Required action: Could you repeat the records below exactly as written?

Source records:
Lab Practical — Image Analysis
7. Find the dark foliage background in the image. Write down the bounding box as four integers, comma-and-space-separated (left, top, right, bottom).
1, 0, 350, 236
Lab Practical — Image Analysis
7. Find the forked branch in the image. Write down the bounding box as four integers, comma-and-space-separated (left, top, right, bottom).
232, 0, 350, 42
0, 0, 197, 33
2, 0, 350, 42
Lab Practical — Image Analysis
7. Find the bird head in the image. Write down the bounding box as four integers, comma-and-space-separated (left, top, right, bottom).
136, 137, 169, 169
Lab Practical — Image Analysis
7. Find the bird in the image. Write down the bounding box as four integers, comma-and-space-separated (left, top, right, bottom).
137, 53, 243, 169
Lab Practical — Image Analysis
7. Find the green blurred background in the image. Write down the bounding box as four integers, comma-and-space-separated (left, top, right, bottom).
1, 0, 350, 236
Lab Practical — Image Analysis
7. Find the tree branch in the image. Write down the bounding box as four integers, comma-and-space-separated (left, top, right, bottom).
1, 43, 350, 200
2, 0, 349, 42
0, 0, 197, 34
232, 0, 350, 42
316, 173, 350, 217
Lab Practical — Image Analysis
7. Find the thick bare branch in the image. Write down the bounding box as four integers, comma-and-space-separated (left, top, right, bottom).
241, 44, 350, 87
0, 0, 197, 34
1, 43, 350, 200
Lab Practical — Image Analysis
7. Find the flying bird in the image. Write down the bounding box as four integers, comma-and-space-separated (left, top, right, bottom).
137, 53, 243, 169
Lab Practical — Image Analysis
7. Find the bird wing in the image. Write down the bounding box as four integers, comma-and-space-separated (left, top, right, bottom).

Solution for this task:
Lab Practical — Image Analysis
7. Find the dark foliage background in the image. Write down the bounding box as four integers, comma-and-space-separated (left, top, right, bottom).
1, 0, 350, 236
Lab Practical — Image Analysis
7. Find the forked branch in the image. Write down the bounding box as four integers, comma-and-space-separated (left, top, right, bottom).
232, 0, 350, 42
0, 0, 197, 33
2, 0, 350, 42
Lab Practical — Image Analysis
7. Find the bird head in the image. Write down the bounding box as four integers, comma-and-space-separated (left, top, right, bottom).
136, 137, 169, 169
Lab Practical — Image Analysis
7. Find the bird in the image. Write down the bounding box as four integers, comma-and-space-separated (left, top, right, bottom).
137, 53, 243, 169
Lab Practical — Image Analysis
7. Find the green blurred background in the image. Write down the bounding box as four integers, comma-and-space-separated (left, top, right, bottom).
1, 0, 350, 236
Lab Practical — Image Analysis
7. Find the tree branch in the image. Write down the bounding box as four integers, comma-and-space-separated (left, top, right, bottom).
1, 43, 350, 200
2, 0, 349, 42
0, 0, 197, 34
232, 0, 350, 42
316, 173, 350, 217
Lab Practical — Image Analysis
7. Find the thick bare branch in the image. Write down the bounding box as four integers, comma-and-space-separated (left, top, right, bottom).
241, 44, 350, 87
0, 0, 197, 34
1, 43, 350, 200
Lab Practical — Image Analysis
7. Find the flying bird in the image. Write down the bounding box as four integers, comma-and-space-separated (left, top, right, bottom).
137, 53, 243, 169
Lab Practical — Image Analysis
7. Find the bird wing in the image. Write down the bounding box as four integers, comma-and-space-separated (left, top, right, bottom).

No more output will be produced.